Please print the records from the line containing "Provide the polygon of every instance of the van interior" up to and including the line containing "M98 88L112 90L111", leaving out the pictures.
:: Working data
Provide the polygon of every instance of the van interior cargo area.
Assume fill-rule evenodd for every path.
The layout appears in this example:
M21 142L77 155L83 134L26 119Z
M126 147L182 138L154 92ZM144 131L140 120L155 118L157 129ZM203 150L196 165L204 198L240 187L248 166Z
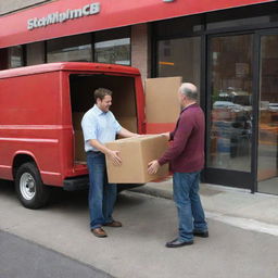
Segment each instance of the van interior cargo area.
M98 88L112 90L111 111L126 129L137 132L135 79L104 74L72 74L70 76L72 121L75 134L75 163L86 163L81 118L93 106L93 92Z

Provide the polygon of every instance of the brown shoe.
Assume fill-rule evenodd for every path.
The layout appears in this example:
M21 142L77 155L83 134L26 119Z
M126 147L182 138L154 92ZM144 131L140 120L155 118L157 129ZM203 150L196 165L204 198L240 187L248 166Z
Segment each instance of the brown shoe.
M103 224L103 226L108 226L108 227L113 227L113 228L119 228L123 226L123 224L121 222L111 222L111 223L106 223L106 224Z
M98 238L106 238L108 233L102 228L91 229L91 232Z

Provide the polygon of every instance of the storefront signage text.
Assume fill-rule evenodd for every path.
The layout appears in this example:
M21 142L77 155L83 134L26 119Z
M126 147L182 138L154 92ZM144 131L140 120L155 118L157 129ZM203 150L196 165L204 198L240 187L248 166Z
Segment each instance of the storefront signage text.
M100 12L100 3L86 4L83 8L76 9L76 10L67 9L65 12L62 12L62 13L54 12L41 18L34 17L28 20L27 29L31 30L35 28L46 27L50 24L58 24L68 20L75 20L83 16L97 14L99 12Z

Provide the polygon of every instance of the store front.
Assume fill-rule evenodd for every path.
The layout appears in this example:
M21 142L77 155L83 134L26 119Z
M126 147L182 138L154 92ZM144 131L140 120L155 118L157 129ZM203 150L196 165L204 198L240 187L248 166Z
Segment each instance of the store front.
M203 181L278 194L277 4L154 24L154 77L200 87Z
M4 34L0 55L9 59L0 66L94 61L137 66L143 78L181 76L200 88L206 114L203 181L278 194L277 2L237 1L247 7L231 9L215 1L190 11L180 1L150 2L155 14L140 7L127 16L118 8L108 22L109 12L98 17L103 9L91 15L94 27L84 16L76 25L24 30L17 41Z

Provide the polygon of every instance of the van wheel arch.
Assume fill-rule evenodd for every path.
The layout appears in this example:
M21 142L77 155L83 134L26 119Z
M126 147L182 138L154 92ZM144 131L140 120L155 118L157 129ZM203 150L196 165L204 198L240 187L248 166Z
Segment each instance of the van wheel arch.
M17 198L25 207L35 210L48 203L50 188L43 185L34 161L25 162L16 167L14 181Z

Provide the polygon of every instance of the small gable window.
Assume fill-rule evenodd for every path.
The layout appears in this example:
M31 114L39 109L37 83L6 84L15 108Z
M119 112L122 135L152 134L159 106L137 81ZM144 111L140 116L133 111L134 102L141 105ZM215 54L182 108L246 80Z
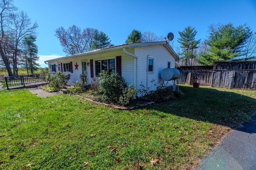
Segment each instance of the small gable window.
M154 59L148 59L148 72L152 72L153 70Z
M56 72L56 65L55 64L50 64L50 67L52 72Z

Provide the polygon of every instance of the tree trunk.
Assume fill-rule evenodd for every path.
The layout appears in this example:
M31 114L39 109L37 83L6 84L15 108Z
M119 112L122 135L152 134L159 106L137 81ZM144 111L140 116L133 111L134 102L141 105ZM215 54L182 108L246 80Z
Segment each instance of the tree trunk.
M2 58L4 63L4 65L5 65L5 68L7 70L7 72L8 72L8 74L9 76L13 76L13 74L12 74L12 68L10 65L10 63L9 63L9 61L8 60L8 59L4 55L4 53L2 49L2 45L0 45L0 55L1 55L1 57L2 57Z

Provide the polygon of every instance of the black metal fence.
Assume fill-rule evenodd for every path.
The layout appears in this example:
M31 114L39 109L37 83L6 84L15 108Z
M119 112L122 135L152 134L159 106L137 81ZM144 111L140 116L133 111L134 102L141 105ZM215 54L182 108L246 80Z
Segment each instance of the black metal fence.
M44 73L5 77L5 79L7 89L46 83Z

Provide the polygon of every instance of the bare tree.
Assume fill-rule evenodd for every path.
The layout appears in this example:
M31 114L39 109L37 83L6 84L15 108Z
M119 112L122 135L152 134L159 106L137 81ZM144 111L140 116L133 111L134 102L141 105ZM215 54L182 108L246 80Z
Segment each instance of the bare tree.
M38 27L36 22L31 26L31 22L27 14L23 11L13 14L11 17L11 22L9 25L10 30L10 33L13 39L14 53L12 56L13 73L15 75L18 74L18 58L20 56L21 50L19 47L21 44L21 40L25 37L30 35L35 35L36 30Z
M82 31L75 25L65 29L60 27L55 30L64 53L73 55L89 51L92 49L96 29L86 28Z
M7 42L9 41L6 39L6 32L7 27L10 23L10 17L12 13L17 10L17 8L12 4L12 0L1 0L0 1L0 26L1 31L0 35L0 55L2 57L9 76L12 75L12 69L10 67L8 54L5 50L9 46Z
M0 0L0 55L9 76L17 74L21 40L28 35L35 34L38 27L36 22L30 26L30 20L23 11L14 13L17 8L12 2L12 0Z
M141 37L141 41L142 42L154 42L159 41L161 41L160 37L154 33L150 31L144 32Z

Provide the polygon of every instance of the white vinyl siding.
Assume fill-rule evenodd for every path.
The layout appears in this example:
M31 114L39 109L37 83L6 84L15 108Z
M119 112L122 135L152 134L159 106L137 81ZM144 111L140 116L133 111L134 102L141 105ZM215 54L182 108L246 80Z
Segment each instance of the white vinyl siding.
::::
:: Working data
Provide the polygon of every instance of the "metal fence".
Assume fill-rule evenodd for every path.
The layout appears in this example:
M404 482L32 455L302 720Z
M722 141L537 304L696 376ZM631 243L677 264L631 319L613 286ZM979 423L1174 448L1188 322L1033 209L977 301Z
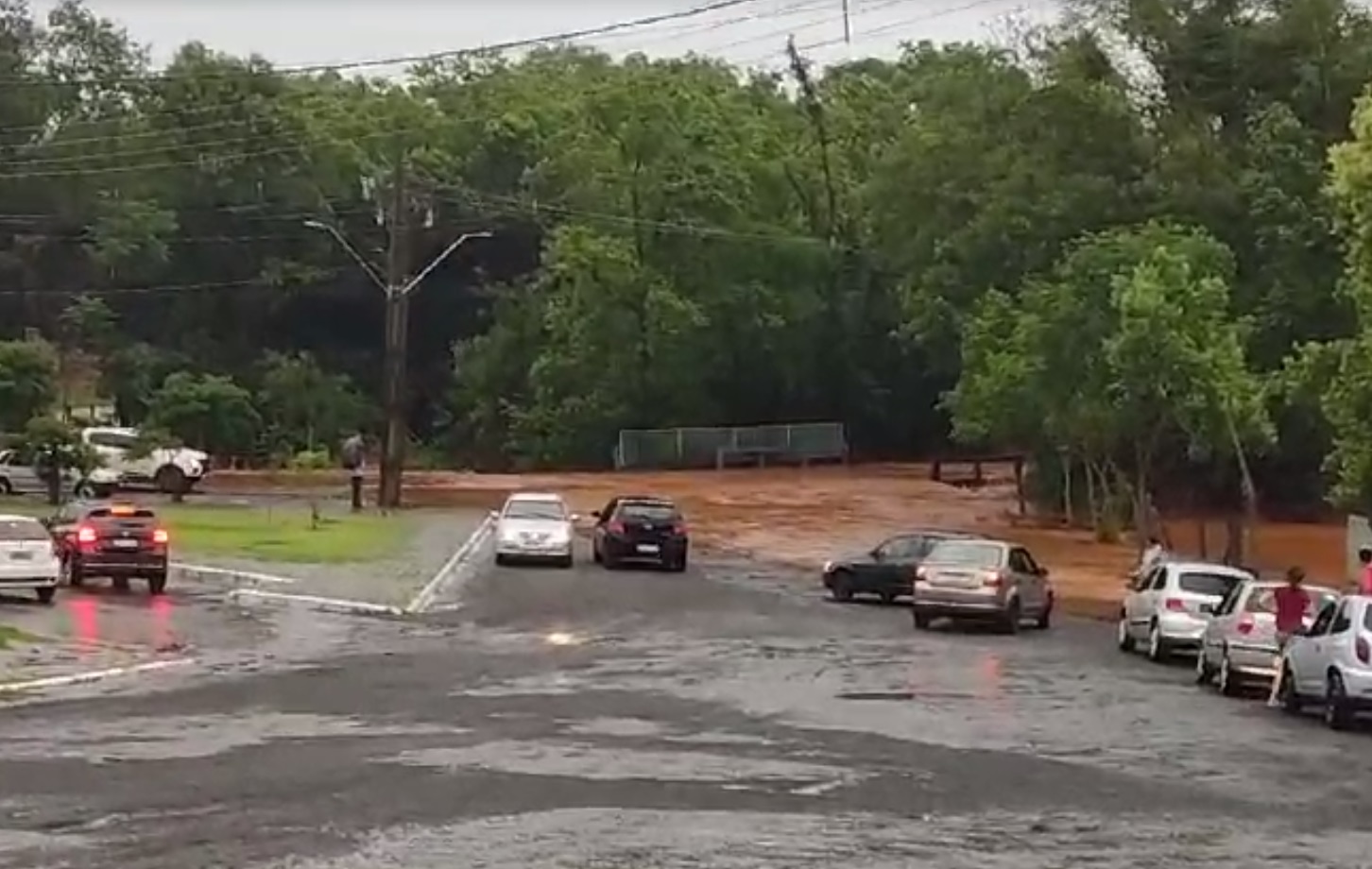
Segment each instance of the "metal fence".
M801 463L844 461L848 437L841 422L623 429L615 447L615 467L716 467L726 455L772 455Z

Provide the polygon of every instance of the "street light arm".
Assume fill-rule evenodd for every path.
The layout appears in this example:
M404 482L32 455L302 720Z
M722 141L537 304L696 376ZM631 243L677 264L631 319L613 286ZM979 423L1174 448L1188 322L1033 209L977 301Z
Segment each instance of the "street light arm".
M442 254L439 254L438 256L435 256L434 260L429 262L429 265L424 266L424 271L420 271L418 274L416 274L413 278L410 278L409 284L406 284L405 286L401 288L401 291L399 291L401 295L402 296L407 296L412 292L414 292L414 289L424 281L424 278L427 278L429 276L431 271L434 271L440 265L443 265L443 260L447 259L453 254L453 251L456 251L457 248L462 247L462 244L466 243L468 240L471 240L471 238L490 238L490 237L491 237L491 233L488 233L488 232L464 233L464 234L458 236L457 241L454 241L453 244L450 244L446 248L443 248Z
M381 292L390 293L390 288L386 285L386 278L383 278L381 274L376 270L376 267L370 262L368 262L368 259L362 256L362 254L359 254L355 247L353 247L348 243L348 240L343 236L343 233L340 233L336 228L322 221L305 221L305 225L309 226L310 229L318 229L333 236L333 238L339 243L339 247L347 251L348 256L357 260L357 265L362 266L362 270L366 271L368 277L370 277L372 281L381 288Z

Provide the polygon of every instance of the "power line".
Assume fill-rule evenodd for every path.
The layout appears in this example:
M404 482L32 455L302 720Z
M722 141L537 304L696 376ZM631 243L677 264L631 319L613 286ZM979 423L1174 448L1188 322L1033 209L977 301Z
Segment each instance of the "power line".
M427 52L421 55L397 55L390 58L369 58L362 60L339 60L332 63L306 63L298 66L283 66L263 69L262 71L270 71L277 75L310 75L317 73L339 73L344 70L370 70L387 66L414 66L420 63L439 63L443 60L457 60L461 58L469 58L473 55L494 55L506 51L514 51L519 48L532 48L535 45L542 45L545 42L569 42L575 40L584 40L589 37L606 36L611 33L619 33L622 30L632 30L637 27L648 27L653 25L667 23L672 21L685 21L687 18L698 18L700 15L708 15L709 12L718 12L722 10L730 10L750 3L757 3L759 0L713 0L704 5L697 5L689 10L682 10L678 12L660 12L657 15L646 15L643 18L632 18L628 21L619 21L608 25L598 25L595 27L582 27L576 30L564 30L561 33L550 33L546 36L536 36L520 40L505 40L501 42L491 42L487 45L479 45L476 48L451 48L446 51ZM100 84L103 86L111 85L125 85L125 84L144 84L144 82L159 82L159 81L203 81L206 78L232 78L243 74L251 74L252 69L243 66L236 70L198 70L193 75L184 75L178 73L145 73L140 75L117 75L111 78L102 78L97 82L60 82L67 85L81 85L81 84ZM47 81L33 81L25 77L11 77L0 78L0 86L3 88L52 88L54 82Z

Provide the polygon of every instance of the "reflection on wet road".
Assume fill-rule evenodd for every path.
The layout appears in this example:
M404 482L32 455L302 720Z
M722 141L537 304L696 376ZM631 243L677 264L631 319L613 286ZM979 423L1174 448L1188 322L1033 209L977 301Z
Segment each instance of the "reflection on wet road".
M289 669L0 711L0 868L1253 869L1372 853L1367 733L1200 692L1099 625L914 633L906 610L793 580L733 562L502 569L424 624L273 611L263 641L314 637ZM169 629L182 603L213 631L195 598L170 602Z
::::
**Written response**:
Provide the polygon of every instance of the van interior cargo area.
Assume fill-rule evenodd for every path.
The layout appears in this example:
M21 142L77 155L83 134L26 119Z
M126 147L182 138L154 92ZM144 131L140 120L155 118L157 129ZM203 150L196 165L204 198L240 187L248 166Z
Segment each instance of the van interior cargo area.
M98 88L112 90L111 111L126 129L137 132L135 79L104 74L72 74L70 76L72 121L75 134L75 163L86 163L81 118L93 106L93 92Z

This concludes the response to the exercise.